Selected extract:
%%

5. Which author, in your opinion, deserves wider recognition? 
I will celebrate the work of Caribbean and Central American writers—those working in and against vocabularies of empire—including Merle Hodge, Edwidge Danticat, Nicole Cecilia Delgado, Jamaica Kincaid, Yara Liceaga Rojas, Manuel Ramos Otero, Maryam Ivette Parhizkar, Tiphanie Yanique, Esteban Valdés, Camille Rankine, Raquel Salas Rivera, Sheila Maldonado. Some emerging, some not. The list is infinite—may it continue to be. 

6. What is the biggest impediment to your writing life? 
The fear that I may render in my poem a life—my life—illegible to others and to myself. I’ve been living with a thoracic injury for some time; with bad posture, muscles swell, such that every day I ask myself, What are you to do for words? 

7. What is one thing you might change about the writing community or publishing industry? 
I see them often, publishers of renown, celebrating the symphonic sweep of a welcoming American. Yet in whom they publish, one sees a Republic of Persistent Occupation. One could quote the president: “We speak English here.” Choose the bilingual, the multilingual, and the polyglot. The one who translates for another is beloved.

%%

Lines of data
%%

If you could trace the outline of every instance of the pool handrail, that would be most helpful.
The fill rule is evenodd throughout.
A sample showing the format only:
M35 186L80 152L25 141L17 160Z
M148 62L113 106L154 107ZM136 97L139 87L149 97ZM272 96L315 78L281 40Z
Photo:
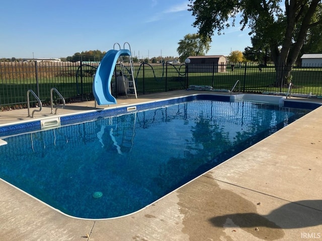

%%

Direction 1: In the interview excerpt, what kind of injury does the writer say they have been living with for some time?
Direction 2: Write what comes next in the interview excerpt, beginning after its final sentence about the one who translates for another.
The entries have nothing to do with this.

Written answer 1: A thoracic injury.

Written answer 2:
8. If you could go back in time and talk to the earlier you, before you started The Life Assignment, what would you say? 
This as kindness and mercy: Be with your home language, sooner. There, in that part of your body, is your beginning. 

9. Who is your most trusted reader of your work and why? 
I want my nephews to find affirmation and corroboration in my poems, to discover something about me and themselves. Doesn’t that make them, in theory, my most trusted readers? But to answer: I use voice memos to send a few trusted poets recordings of new work. I write for them, too. Initially. 

10. What’s the best piece of writing advice you’ve ever heard? 
When writing a poem, spend good time moving beyond plain structure and plain fact.